# [PASSAGE TO READ]
• • •

International trade to fall by 20% in 2020
International trade in goods will fall by 20% in 2020 as economies struggle to recover from lockdown measures used to slow the COVID-19 outbreak, according to UNCTAD.
Data published in UNCTAD’s latest Global Trade Update, its newly released quarterly report on the global economy, show that merchandise trade fell by 5% in the first quarter of the year and point to a 27% drop for the second quarter and a 20% annual decline for 2020.
“There is still a lot of uncertainty about the possibility of any economic recovery in the second half of the year,” says Pamela Coke-Hamilton, UNCTAD’s director of international trade.
“International trade is likely to remain below the levels observed in 2019,” she adds, “but how far depends on the pandemic’s evolution and the type and extent of the policies governments adopt as the try to restart their economies.”

• • •

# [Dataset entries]
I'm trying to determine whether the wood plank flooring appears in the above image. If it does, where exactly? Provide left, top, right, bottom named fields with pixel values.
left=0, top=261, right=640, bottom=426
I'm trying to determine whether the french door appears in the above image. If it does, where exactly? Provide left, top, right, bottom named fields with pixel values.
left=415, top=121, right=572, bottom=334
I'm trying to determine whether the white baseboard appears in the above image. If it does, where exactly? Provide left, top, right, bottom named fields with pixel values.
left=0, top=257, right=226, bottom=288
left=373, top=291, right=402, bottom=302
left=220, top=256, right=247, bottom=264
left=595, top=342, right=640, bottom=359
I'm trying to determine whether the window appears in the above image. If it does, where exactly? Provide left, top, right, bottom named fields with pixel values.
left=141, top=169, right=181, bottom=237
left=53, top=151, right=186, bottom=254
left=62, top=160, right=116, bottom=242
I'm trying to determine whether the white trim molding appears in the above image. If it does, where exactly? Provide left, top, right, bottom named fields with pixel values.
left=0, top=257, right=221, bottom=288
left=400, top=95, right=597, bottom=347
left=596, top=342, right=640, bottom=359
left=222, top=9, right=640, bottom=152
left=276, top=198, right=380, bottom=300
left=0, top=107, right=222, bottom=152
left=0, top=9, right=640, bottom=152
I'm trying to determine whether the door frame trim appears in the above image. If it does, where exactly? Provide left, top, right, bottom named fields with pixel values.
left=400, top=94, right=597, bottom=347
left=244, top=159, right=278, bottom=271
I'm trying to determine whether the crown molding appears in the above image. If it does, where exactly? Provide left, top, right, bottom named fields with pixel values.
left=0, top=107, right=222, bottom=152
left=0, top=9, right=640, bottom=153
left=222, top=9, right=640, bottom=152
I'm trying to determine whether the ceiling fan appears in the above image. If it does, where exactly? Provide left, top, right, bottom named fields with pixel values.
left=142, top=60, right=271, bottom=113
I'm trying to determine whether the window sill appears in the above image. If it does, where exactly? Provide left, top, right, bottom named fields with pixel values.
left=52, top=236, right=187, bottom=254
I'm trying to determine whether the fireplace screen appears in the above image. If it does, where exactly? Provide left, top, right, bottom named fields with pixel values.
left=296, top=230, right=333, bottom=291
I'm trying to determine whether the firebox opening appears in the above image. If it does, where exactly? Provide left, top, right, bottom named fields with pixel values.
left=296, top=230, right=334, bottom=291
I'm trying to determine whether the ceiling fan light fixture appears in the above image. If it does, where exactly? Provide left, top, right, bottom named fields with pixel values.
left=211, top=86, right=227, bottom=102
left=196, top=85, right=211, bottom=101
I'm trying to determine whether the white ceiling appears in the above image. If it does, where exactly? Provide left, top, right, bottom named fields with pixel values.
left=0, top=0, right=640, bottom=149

• • •

# [APPLY WHAT YOU READ]
1 > Answer these questions using the article on the 2020 trade decline:
(a) By how much did merchandise trade fall in the first quarter of the year?
(b) What position does Pamela Coke-Hamilton hold at UNCTAD?
(c) How often is UNCTAD's Global Trade Update released?
2 > Write a continuation of the article on the 2020 trade decline, starting right after its final sentence.
The entries were taken from a separate source.

# [RESPONSES FOR EACH TASK]
1 >
(a) 5%
(b) Director of international trade
(c) Quarterly

2 >
The data suggests that April was a particularly bad month for trade, with double digit declines in most regions. The worst affected was the Middle East, which saw exports fall by 40%.
The COVID-19 pandemic has caused uncertainty and congestion across the world and ports, as hubs of international trade, have been severely affected.
For most of 2020 the biggest ports in the US have seen drops in traffic, particularly the West Coast gateways that handle substantial trade from China – Los Angeles, Long Beach and Oakland.
However, there is hope that the worst effects of the pandemic are over, and even that it may push the industry into developing an electronic Bill of Lading to clear the congestion.